| EXERCISE DIRECTIONS |
All of the entries below, duplicated exactly, make up the answer.

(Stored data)
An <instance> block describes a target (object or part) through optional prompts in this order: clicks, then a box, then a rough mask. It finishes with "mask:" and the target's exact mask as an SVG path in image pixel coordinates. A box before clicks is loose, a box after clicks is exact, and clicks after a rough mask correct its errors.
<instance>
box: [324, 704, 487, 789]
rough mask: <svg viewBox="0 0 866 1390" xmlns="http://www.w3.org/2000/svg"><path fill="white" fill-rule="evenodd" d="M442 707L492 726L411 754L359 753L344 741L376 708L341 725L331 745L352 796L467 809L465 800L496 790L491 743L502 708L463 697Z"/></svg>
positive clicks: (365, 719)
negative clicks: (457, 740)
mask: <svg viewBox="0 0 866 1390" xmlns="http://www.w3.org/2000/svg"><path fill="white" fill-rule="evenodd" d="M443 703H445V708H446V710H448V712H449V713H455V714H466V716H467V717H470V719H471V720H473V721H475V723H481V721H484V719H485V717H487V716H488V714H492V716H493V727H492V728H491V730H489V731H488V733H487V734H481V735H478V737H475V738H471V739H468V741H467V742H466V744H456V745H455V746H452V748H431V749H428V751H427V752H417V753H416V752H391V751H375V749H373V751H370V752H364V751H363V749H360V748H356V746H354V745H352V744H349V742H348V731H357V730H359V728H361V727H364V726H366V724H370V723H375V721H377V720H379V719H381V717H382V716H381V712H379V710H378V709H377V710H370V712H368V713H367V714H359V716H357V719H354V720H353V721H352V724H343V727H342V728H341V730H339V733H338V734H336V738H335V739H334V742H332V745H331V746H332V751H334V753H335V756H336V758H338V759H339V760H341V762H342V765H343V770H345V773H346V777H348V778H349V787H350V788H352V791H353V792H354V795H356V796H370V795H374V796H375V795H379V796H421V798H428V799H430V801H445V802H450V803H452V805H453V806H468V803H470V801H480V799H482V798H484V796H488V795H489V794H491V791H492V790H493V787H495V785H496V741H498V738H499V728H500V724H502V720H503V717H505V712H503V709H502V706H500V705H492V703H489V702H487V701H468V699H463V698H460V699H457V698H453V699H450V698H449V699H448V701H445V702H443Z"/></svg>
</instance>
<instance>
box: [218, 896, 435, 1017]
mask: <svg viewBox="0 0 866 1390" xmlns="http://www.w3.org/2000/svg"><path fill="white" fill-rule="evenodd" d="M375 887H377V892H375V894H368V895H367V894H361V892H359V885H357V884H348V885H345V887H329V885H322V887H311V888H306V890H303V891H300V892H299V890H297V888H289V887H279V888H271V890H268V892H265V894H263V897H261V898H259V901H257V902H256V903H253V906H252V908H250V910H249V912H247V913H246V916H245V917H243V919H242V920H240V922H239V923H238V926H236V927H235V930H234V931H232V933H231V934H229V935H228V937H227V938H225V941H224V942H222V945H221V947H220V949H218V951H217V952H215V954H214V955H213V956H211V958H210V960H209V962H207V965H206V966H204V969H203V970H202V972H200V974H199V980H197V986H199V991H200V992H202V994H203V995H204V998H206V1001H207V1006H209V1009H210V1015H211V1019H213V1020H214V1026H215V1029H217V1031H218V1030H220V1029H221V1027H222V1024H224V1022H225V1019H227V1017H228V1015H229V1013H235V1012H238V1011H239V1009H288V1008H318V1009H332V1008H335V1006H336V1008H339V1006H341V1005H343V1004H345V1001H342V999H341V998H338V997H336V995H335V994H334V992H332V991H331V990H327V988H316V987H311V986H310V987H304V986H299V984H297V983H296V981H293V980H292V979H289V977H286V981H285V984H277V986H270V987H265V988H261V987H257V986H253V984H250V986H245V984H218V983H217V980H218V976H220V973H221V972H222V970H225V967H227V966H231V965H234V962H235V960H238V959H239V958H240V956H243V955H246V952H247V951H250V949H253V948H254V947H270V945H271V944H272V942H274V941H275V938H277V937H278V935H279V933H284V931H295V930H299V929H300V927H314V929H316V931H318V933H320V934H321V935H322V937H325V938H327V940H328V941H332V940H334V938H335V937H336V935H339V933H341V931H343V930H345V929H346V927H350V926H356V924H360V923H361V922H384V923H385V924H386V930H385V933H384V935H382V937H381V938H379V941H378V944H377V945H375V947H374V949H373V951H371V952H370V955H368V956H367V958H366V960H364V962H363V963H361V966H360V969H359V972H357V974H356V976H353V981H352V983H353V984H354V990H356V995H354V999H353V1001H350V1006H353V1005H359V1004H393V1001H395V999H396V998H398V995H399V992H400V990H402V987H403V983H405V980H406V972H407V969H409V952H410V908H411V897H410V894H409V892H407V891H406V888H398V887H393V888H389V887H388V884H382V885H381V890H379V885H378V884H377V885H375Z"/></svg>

| SOLUTION |
An <instance> block describes a target (object or part) through optional prompts in this order: clicks, then a box, then a rough mask. It finishes with "mask:" and the target's exact mask as an SVG path in image pixel coordinates. A box before clicks is loose, a box after clicks is exact, and clicks after a rough mask correct its errors.
<instance>
box: [324, 704, 487, 789]
rough mask: <svg viewBox="0 0 866 1390" xmlns="http://www.w3.org/2000/svg"><path fill="white" fill-rule="evenodd" d="M442 707L492 726L411 754L359 753L344 741L376 708L341 725L331 745L352 796L467 809L465 800L496 790L491 743L502 708L463 697Z"/></svg>
positive clicks: (365, 719)
negative clicks: (457, 740)
mask: <svg viewBox="0 0 866 1390" xmlns="http://www.w3.org/2000/svg"><path fill="white" fill-rule="evenodd" d="M443 703H445V708H446V710H448V712H449V713H455V714H466V716H467V717H470V719H471V720H473V721H475V723H481V721H484V719H485V717H487V716H488V714H492V716H493V727H492V728H491V730H489V731H488V733H487V734H481V735H478V737H475V738H471V739H468V741H467V742H466V744H456V745H455V746H452V748H431V749H428V751H427V752H417V753H416V752H391V751H375V749H373V751H370V752H364V751H363V749H360V748H356V746H354V745H352V744H349V742H348V731H357V730H359V728H361V727H364V726H366V724H370V723H375V721H377V720H379V719H381V717H382V716H381V712H379V710H378V709H377V710H370V712H368V713H367V714H359V716H357V719H354V720H353V721H352V724H343V727H342V728H341V730H339V733H338V734H336V738H335V739H334V742H332V745H331V746H332V751H334V753H335V756H336V758H338V759H339V760H341V762H342V765H343V770H345V773H346V777H348V778H349V787H350V788H352V791H353V792H354V795H356V796H370V795H374V796H375V795H379V796H421V798H428V799H430V801H445V802H450V803H452V805H453V806H468V803H470V801H480V799H482V798H484V796H488V795H489V794H491V791H492V790H493V787H495V785H496V741H498V738H499V728H500V724H502V720H503V717H505V712H503V709H502V706H500V705H492V703H489V702H487V701H468V699H463V698H460V699H457V698H453V699H450V698H449V699H448V701H445V702H443Z"/></svg>
</instance>
<instance>
box: [218, 896, 435, 1017]
mask: <svg viewBox="0 0 866 1390" xmlns="http://www.w3.org/2000/svg"><path fill="white" fill-rule="evenodd" d="M375 887H377V892H375V894H368V895H367V894H361V892H359V885H357V884H348V885H345V887H329V885H322V887H311V888H306V890H303V891H300V892H299V890H297V888H289V887H279V888H271V890H268V892H265V894H263V897H261V898H259V901H257V902H256V903H253V906H252V908H250V910H249V912H247V913H246V916H245V917H243V919H242V920H240V922H239V923H238V926H236V927H235V930H234V931H232V933H231V934H229V935H228V937H227V938H225V941H224V942H222V945H221V947H220V949H218V951H217V952H215V954H214V955H213V956H211V958H210V960H209V962H207V965H206V966H204V969H203V970H202V972H200V974H199V980H197V986H199V991H200V992H202V994H203V995H204V998H206V1001H207V1006H209V1009H210V1015H211V1019H213V1020H214V1026H215V1029H217V1031H218V1030H220V1029H221V1027H222V1024H224V1022H225V1019H227V1017H228V1015H229V1013H235V1012H238V1011H239V1009H288V1008H318V1009H332V1008H335V1006H336V1008H339V1006H341V1005H343V1004H345V1001H342V999H341V998H338V997H336V995H335V994H334V992H332V991H331V990H327V988H316V987H311V986H310V987H304V986H299V984H297V983H296V981H293V980H292V979H289V977H286V981H285V984H277V986H270V987H265V988H261V987H257V986H253V984H250V986H245V984H218V983H217V980H218V976H220V973H221V972H222V970H225V967H227V966H231V965H234V962H235V960H238V959H239V958H240V956H243V955H246V952H247V951H250V949H253V948H254V947H270V945H271V944H272V942H274V941H275V938H277V937H278V935H279V933H284V931H295V930H299V929H300V927H314V929H316V931H318V933H320V934H321V935H322V937H325V938H327V940H328V941H332V940H334V938H335V937H336V935H339V933H341V931H343V930H345V929H346V927H350V926H356V924H360V923H361V922H384V923H385V924H386V930H385V933H384V935H382V937H381V938H379V941H378V944H377V945H375V947H374V949H373V951H371V952H370V955H368V956H367V958H366V960H364V962H363V963H361V966H360V969H359V972H357V974H356V976H353V981H352V983H353V984H354V990H356V995H354V999H353V1001H350V1006H353V1005H359V1004H393V1001H395V999H396V998H398V995H399V992H400V990H402V987H403V983H405V980H406V972H407V969H409V952H410V908H411V897H410V894H409V892H407V891H406V888H398V887H393V888H389V887H388V884H382V885H381V890H379V885H378V884H377V885H375Z"/></svg>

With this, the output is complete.